▶ EXERCISE GOAL:
Find each line in the records below that contains the word "wavy" and copy those lines. Case counts.

▶ DATA FOR THIS TASK:
:::
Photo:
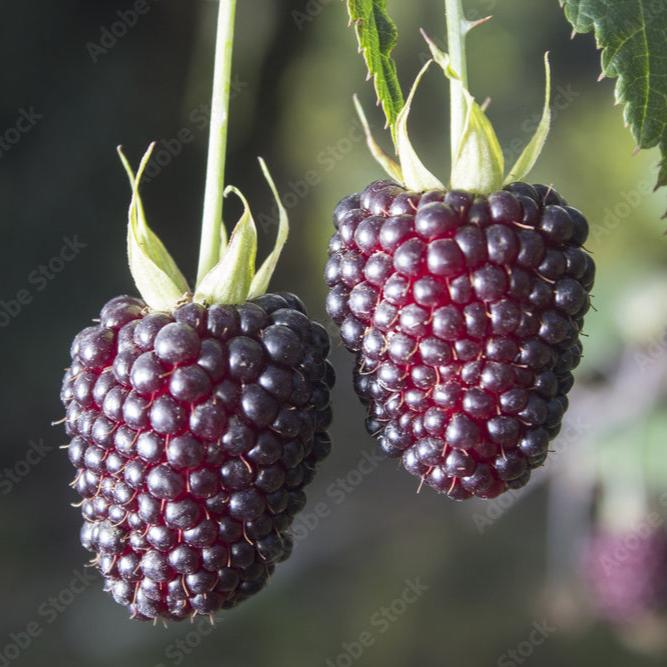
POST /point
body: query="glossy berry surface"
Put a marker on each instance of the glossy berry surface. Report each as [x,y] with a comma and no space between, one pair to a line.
[194,435]
[464,313]
[626,573]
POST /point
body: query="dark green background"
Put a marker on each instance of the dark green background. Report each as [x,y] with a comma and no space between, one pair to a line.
[296,69]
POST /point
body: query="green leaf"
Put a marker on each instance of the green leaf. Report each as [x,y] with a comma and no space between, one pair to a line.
[260,283]
[158,279]
[633,37]
[392,168]
[415,175]
[377,36]
[228,282]
[532,152]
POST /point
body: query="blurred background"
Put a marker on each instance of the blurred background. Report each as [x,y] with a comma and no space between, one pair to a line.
[568,571]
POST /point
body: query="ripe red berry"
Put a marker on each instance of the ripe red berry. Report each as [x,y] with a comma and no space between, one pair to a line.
[194,435]
[465,313]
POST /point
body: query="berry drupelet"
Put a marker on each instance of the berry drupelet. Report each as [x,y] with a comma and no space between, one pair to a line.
[194,435]
[464,312]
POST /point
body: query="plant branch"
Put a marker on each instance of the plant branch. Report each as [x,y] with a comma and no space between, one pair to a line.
[456,37]
[211,236]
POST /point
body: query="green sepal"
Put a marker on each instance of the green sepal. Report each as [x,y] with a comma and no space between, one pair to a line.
[415,175]
[479,165]
[228,282]
[533,150]
[156,276]
[392,167]
[260,282]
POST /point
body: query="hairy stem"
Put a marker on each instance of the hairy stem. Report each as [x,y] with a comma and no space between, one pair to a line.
[211,236]
[456,37]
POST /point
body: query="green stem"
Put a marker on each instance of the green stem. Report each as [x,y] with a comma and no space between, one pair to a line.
[211,236]
[456,36]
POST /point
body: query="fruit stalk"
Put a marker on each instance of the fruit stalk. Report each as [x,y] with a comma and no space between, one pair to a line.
[456,36]
[211,237]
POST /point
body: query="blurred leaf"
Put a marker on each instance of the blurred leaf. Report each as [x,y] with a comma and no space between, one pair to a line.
[377,36]
[633,37]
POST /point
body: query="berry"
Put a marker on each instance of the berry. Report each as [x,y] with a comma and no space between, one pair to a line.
[464,313]
[626,572]
[193,435]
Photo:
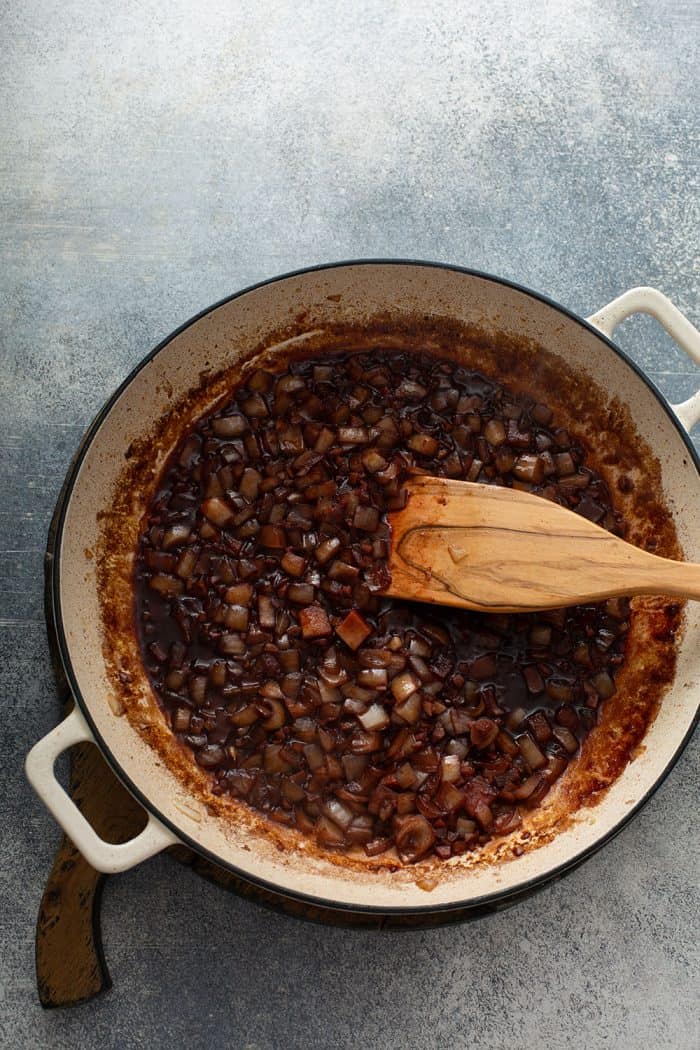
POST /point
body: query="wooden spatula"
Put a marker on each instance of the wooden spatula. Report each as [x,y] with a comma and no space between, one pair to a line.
[502,550]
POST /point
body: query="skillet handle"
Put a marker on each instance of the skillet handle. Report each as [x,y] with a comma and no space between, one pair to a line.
[649,300]
[106,857]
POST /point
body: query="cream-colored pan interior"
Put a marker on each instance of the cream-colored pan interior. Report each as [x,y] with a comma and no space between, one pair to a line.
[352,293]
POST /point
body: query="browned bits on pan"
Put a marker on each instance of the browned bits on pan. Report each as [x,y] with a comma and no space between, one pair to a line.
[302,691]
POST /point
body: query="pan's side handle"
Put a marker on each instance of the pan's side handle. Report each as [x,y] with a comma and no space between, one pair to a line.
[105,857]
[649,300]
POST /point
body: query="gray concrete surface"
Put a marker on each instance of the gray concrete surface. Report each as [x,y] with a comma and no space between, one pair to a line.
[154,158]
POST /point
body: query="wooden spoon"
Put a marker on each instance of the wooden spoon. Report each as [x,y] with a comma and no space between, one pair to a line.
[502,550]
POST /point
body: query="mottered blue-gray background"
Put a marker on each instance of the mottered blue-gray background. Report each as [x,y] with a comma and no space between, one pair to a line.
[155,158]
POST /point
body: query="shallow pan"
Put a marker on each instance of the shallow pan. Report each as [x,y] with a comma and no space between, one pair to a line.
[218,341]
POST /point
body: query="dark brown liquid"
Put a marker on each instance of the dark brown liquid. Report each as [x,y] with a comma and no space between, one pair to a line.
[230,599]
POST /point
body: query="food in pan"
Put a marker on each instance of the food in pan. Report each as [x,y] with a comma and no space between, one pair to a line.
[302,690]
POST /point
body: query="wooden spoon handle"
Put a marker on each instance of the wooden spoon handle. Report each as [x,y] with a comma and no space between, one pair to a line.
[495,549]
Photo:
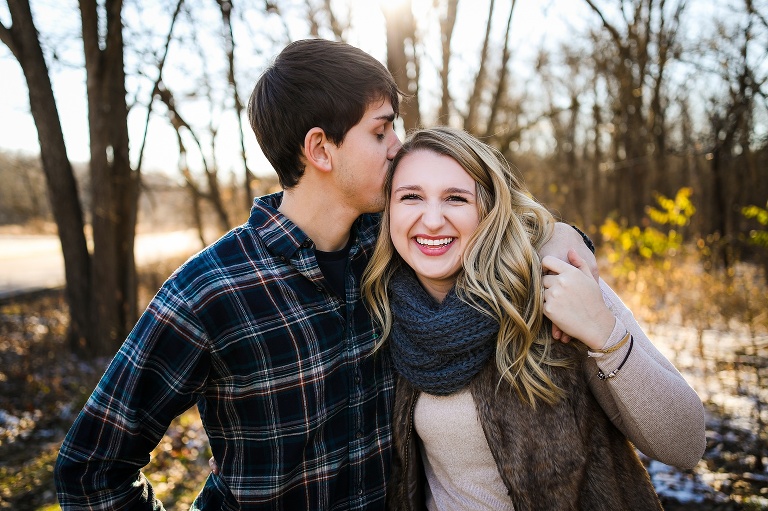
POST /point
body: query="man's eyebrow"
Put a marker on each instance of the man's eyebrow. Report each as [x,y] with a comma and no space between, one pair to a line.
[388,117]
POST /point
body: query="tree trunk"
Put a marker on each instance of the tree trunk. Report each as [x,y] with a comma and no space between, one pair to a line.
[22,39]
[114,186]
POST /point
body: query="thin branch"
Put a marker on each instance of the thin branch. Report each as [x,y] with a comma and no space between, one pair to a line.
[6,36]
[156,85]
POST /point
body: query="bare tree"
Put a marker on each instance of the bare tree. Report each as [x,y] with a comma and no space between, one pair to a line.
[403,60]
[638,56]
[22,39]
[225,6]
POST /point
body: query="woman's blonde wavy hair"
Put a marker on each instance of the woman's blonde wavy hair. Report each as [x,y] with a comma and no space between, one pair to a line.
[501,267]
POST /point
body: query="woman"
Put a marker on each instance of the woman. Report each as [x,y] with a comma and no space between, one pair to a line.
[490,412]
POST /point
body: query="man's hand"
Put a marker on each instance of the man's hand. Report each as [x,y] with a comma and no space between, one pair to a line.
[564,238]
[573,300]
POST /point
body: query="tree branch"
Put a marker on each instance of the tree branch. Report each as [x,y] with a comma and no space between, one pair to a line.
[6,36]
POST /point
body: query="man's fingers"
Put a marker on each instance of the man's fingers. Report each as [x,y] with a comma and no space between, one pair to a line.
[554,264]
[214,466]
[577,261]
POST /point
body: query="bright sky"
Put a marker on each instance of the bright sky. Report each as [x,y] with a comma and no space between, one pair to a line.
[534,21]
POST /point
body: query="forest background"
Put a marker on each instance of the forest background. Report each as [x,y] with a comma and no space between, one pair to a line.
[645,122]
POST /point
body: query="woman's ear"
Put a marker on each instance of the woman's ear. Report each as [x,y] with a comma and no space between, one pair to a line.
[315,149]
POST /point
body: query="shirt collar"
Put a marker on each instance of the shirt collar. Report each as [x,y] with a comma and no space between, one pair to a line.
[284,238]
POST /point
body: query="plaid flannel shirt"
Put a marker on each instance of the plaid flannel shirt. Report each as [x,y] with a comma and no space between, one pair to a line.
[296,407]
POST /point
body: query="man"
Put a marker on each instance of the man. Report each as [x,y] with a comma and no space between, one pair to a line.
[265,329]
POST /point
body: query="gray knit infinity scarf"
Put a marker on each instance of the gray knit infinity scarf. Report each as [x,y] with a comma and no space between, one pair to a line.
[437,347]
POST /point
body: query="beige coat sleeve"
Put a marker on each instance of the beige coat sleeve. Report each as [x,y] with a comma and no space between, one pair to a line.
[648,399]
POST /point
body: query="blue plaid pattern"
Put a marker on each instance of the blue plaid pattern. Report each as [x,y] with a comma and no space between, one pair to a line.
[296,408]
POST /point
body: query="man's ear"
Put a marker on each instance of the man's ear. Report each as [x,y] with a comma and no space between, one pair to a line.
[315,149]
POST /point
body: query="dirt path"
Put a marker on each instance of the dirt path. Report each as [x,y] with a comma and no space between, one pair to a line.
[34,262]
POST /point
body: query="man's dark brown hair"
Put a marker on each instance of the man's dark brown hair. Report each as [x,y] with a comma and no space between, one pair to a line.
[314,83]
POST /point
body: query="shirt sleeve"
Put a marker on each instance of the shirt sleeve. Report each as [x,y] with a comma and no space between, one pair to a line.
[156,375]
[648,400]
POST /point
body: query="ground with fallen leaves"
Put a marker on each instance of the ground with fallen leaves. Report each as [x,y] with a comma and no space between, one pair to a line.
[43,386]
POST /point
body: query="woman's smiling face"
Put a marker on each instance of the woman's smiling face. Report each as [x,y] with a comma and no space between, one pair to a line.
[433,213]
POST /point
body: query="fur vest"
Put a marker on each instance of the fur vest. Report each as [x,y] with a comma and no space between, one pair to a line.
[563,457]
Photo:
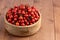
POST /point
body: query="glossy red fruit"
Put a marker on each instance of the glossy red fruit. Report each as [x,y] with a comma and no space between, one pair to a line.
[13,22]
[27,23]
[20,17]
[22,24]
[23,12]
[22,6]
[15,16]
[11,16]
[33,10]
[22,21]
[26,15]
[9,11]
[25,20]
[19,11]
[29,9]
[15,19]
[17,23]
[33,20]
[9,20]
[31,23]
[36,19]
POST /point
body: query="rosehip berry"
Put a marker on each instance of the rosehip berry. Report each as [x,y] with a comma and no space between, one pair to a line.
[36,19]
[15,19]
[22,6]
[17,24]
[10,16]
[22,21]
[29,9]
[19,11]
[15,16]
[9,20]
[12,22]
[33,20]
[31,23]
[19,21]
[26,15]
[20,17]
[22,24]
[23,12]
[27,23]
[33,10]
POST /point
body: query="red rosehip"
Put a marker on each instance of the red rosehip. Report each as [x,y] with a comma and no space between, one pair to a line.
[15,16]
[26,15]
[27,23]
[17,24]
[36,19]
[29,9]
[19,11]
[12,22]
[19,21]
[23,12]
[22,24]
[33,10]
[22,21]
[9,20]
[33,20]
[11,16]
[22,6]
[31,23]
[20,17]
[25,20]
[15,19]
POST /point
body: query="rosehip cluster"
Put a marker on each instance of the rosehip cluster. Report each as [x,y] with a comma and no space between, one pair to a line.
[22,15]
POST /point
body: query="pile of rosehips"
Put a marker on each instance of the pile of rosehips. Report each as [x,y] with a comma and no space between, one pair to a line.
[22,15]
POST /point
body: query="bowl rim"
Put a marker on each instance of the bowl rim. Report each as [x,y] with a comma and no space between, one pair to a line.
[21,26]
:::
▶ SOLUTION:
body: query="woman's blonde wavy hair"
Put a marker on each instance of the woman's blonde wavy hair. Report each as [x,y] with a comma and no space between, one pair to a line.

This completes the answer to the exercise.